(Beginning of PROVIDED MATERIAL)

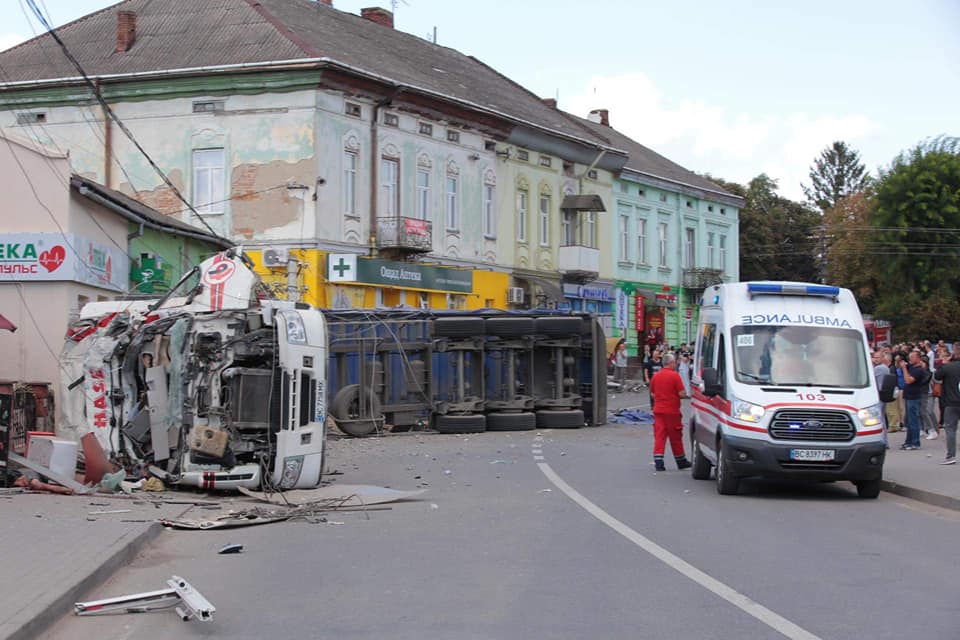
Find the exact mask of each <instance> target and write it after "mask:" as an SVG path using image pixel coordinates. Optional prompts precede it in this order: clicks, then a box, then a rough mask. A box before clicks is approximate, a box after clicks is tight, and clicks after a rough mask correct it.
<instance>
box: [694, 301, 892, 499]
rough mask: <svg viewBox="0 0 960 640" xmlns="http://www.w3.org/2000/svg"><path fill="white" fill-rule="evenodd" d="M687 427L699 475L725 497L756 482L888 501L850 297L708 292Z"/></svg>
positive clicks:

(End of PROVIDED MATERIAL)

**TRY IT:** Find every line in the listing above that contains the string "instance", matching case exactly, and copy each such line in full.

**RESULT:**
Find the exact mask of each <instance> target and write it after "mask:" as an SVG path using image pixel coordinates. Optional prompts precede it in this order: clicks, then a box, then a rough mask. A box before clicks is approximate, a box after clicks is tight, and clicks after a rough mask correct it.
<instance>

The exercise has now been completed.